### Task objective
Swap "place one marker" for "drop a single marker" everywhere it appears in the items below. Write all the items out again with nothing else changed.

Entries from a point annotation set:
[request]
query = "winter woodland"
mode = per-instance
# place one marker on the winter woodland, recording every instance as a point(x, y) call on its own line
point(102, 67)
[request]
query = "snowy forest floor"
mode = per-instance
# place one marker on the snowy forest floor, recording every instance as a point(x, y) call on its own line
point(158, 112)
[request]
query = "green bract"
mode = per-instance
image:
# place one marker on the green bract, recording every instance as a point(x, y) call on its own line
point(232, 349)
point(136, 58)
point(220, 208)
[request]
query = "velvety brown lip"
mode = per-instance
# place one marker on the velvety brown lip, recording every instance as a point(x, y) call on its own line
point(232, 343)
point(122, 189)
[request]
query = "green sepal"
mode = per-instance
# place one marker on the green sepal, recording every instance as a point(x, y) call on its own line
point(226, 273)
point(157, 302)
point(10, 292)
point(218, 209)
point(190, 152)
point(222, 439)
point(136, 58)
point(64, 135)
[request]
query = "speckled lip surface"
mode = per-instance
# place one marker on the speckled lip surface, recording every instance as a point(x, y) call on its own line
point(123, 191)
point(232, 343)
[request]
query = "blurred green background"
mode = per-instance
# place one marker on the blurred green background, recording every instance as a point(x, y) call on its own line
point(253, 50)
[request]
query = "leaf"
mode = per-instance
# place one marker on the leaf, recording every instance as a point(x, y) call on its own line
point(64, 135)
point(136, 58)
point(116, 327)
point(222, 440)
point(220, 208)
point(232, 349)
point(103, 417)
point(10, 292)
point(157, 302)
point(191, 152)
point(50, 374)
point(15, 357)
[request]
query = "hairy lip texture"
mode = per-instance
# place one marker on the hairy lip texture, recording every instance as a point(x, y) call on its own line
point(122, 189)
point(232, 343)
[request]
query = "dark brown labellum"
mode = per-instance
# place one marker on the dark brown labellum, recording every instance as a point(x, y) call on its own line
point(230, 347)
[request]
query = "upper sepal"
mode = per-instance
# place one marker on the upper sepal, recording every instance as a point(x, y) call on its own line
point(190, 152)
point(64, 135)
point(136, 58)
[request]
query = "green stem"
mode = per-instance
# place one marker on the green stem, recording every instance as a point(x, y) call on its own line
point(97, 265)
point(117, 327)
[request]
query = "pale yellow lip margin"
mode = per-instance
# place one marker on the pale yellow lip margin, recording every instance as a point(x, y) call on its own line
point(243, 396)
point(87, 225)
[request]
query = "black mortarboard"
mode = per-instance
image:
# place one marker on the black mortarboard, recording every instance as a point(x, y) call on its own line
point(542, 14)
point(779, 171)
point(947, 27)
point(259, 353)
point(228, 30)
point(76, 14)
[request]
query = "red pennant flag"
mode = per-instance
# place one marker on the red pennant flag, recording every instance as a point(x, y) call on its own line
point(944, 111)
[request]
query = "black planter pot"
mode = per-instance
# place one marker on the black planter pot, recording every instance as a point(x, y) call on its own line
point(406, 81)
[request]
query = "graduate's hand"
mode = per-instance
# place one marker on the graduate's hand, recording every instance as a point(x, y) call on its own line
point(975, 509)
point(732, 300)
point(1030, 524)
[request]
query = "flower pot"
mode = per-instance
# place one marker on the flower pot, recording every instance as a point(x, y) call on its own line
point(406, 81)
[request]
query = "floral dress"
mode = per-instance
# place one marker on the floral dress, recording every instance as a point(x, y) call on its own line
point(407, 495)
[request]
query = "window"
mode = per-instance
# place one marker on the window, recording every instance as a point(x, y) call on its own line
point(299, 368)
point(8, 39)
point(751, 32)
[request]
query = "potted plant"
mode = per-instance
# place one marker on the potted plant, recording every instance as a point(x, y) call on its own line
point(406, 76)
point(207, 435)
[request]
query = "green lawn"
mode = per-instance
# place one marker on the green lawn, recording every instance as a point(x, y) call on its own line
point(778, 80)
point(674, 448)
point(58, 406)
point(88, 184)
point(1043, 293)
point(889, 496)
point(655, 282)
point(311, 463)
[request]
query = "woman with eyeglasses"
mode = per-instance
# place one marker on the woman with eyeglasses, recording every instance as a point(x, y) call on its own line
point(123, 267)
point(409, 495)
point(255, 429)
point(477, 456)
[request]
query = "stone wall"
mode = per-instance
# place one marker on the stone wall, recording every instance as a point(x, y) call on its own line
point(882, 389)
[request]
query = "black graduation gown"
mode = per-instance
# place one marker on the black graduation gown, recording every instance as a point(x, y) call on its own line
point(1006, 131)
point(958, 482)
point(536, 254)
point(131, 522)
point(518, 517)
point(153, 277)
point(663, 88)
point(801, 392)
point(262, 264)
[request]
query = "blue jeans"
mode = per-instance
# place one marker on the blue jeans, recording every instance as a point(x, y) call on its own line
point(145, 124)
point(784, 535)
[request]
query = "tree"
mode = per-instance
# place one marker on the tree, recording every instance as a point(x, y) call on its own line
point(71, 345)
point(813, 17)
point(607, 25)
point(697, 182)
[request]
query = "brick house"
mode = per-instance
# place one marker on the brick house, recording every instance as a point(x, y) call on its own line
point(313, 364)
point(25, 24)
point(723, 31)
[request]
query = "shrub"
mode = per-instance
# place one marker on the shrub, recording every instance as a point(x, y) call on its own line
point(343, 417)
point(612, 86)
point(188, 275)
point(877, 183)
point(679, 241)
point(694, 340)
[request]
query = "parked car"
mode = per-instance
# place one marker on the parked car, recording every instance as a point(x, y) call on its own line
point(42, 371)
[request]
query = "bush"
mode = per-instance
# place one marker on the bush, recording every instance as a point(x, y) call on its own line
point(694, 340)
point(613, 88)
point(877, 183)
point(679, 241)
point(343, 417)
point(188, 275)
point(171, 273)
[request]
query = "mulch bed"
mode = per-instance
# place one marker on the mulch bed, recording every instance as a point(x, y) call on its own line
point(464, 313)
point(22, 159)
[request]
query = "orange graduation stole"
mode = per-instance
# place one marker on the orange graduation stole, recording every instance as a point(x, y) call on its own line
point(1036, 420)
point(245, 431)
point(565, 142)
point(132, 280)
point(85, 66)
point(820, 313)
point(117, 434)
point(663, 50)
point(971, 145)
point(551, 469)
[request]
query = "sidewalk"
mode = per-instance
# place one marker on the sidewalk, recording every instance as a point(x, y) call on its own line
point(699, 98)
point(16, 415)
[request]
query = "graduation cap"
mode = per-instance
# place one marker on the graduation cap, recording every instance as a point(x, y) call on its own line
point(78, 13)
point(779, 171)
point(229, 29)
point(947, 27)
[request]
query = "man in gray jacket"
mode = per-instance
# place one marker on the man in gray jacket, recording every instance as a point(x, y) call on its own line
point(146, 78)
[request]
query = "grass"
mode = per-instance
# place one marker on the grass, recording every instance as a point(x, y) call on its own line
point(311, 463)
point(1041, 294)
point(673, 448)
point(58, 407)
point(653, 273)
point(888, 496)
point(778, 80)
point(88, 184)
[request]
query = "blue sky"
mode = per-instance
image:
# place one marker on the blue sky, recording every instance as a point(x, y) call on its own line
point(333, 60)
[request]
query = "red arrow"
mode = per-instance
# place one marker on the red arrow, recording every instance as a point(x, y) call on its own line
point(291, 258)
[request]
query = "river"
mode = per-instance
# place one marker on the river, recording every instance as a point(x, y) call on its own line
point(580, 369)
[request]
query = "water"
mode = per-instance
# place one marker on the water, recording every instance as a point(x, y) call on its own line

### Task response
[request]
query = "winter woodland"
mode = per-instance
# drop a single marker on the winter woodland, recording every instance as a point(x, y) call on its own line
point(102, 67)
[request]
query = "snowy forest floor"
mode = per-instance
# drop a single marker on the snowy forest floor, recording every instance as a point(x, y) call on its own line
point(158, 112)
[request]
query = "green bract"
mode = per-instance
image:
# drop a single marker on the green bract, recording every instance as a point(x, y) call on its own line
point(232, 349)
point(136, 58)
point(220, 208)
[request]
query = "velvety brown lip"
mode = per-instance
# drop a single marker on the velvety brown lip, recording every instance as a point(x, y) call on its own line
point(232, 343)
point(122, 189)
[request]
query = "green sepal"
mode = per-instance
# drop a single marker on the green sepal, recording every instance as a point(x, y) call on its own line
point(226, 273)
point(157, 302)
point(10, 292)
point(218, 209)
point(190, 152)
point(222, 439)
point(136, 58)
point(64, 135)
[request]
query = "speckled lip surface"
mode = per-instance
# drop a single marker on the speckled lip surface, recording every instance as a point(x, y) call on its own line
point(123, 191)
point(232, 343)
[request]
query = "blurred green background"
mode = per-instance
# drop a single marker on the blurred green background, recording every instance as a point(x, y) call on its own line
point(253, 50)
[request]
query = "leaf"
mode = per-instance
# drop a single marker on the leaf, recording every instance as a point(x, y) call on its own line
point(64, 135)
point(136, 58)
point(116, 327)
point(222, 440)
point(220, 208)
point(232, 349)
point(103, 417)
point(10, 292)
point(157, 302)
point(191, 152)
point(50, 374)
point(15, 357)
[request]
query = "hairy lip texture"
mode = per-instance
# drop a single marker on the hairy lip texture, recording every instance as a point(x, y) call on its own line
point(122, 189)
point(232, 343)
[request]
query = "dark brown labellum"
mode = per-instance
# drop a single marker on the dark brown labellum, recording every instance as a point(x, y) call on its own line
point(230, 347)
[request]
query = "upper sepal"
mode = per-instance
# drop a single marker on the upper sepal, recording every instance as a point(x, y) call on its own line
point(190, 152)
point(64, 135)
point(136, 58)
[request]
query = "green stem"
mode = per-instance
# drop a single marker on the green stem, recording every instance as a point(x, y) call on its own line
point(97, 265)
point(117, 327)
[request]
query = "pale yellow lip margin"
mode = per-instance
# drop a single marker on the pale yellow lip margin, recording every instance as a point(x, y) call on its own line
point(243, 396)
point(87, 225)
[request]
query = "black mortarboard"
mode = per-instance
image:
# drop a single marker on the black mortarboard, recording every instance as a point(x, y) call on its own line
point(542, 14)
point(779, 171)
point(947, 27)
point(259, 353)
point(228, 30)
point(76, 14)
[request]
query = "red pennant flag"
mode = per-instance
# drop a single marker on the red pennant flag, recording every instance as a point(x, y) call on its own line
point(944, 111)
[request]
query = "black planter pot"
mode = per-instance
# drop a single marker on the black planter pot, recording every instance as a point(x, y) call on its own line
point(406, 81)
[request]
query = "graduate's hand"
mode = per-instance
# drop a single marker on the graduate's hand, recording every instance as a point(x, y) call on its own line
point(975, 509)
point(732, 300)
point(1030, 524)
[request]
query = "flower pot"
mode = per-instance
# drop a single marker on the flower pot, recording every instance as a point(x, y) call on its own line
point(406, 81)
[request]
query = "floral dress"
mode = per-instance
# drop a single marker on the floral dress, recording every instance as a point(x, y) call on its own line
point(407, 495)
[request]
query = "window"
mode = per-instance
# drop a single marker on the window, recording every instance as a point(x, y) call on its own line
point(299, 368)
point(8, 39)
point(751, 32)
[request]
query = "potted plant"
mode = per-instance
# drop a single marker on the potted plant, recording every instance as a point(x, y) call on its own line
point(406, 76)
point(207, 435)
[request]
query = "green lawn"
mode = per-instance
# drop a single marker on the green lawn, recording every instance as a point(x, y) call on its own line
point(778, 80)
point(674, 448)
point(58, 406)
point(88, 184)
point(1043, 293)
point(889, 496)
point(655, 282)
point(311, 463)
[request]
query = "woman with eyeglasses"
mode = per-instance
# drop a single marker on the woman with eyeglasses, recording every instance as a point(x, y) call on its own line
point(123, 267)
point(409, 495)
point(255, 429)
point(477, 456)
[request]
query = "stone wall"
mode = per-instance
# drop a single marker on the stone wall, recording every instance as a point(x, y) call on its own line
point(882, 389)
[request]
query = "black graduation gown"
mode = per-instance
# drop a single marker on the black graduation gown, recording every instance as a point(x, y) call on its own line
point(1006, 131)
point(958, 482)
point(536, 254)
point(131, 522)
point(518, 517)
point(153, 277)
point(663, 88)
point(801, 392)
point(262, 264)
[request]
query = "blue jeans"
mode = per-instance
# drop a single marker on the blue jeans, recording every instance as a point(x, y) call on its own line
point(145, 124)
point(784, 535)
[request]
query = "tree"
mode = per-instance
# drop a single marker on the tree, recording every instance as a point(x, y) call on its own line
point(71, 345)
point(813, 17)
point(607, 25)
point(697, 182)
[request]
query = "brick house"
mode = per-instance
# drop a single marker on the brick house, recording every instance as a point(x, y) call on its own line
point(313, 364)
point(25, 24)
point(723, 31)
[request]
query = "shrub"
mode = per-instance
# drop a single marker on the shrub, recording every instance as a point(x, y) call on its own line
point(343, 417)
point(612, 86)
point(188, 275)
point(877, 183)
point(679, 241)
point(694, 340)
[request]
query = "parked car"
mode = per-instance
# drop a single marker on the parked car, recording every instance as a point(x, y) call on its own line
point(42, 371)
[request]
query = "bush"
mode = per-instance
# drop a single marker on the bush, recording every instance as a point(x, y) call on its own line
point(694, 340)
point(613, 88)
point(877, 183)
point(679, 241)
point(343, 417)
point(188, 275)
point(171, 273)
[request]
query = "mulch bed"
mode = per-instance
# drop a single marker on the mulch bed, recording every instance as a point(x, y) call on its own line
point(464, 313)
point(22, 159)
[request]
query = "orange graduation stole"
mode = per-instance
# drop a single marker on the orange graduation stole, recording every instance as a point(x, y) call on its own line
point(1036, 420)
point(245, 431)
point(565, 142)
point(132, 280)
point(85, 66)
point(820, 313)
point(117, 434)
point(663, 50)
point(971, 145)
point(551, 469)
[request]
query = "sidewalk"
mode = per-instance
# drop a single marker on the sidewalk, recording every instance as a point(x, y) call on its own line
point(699, 98)
point(16, 415)
[request]
query = "graduation cap"
mode = per-instance
# drop a single marker on the graduation cap, recording every instance as a point(x, y) call on its own line
point(78, 13)
point(779, 171)
point(229, 29)
point(947, 27)
[request]
query = "man in gray jacket"
mode = per-instance
# drop a single marker on the man in gray jacket, recording every instance as a point(x, y) call on its own line
point(146, 78)
[request]
query = "grass"
mode = per-instance
# drop a single marker on the grass, recording every instance as a point(x, y) call on its own line
point(311, 463)
point(1041, 294)
point(673, 448)
point(58, 407)
point(653, 273)
point(888, 496)
point(778, 80)
point(88, 184)
[request]
query = "blue sky"
mode = per-instance
image:
# drop a single marker on the blue sky, recording every instance as a point(x, y) call on its own line
point(333, 60)
[request]
query = "red arrow"
mode = per-instance
# drop a single marker on the red arrow, recording every instance as a point(x, y) call on its own line
point(291, 258)
[request]
query = "river"
mode = per-instance
# drop a single marker on the river, recording every instance as a point(x, y) call on its own line
point(580, 369)
[request]
query = "water"
mode = per-instance
# drop a single marker on the water, recording every instance as a point(x, y) call on its own line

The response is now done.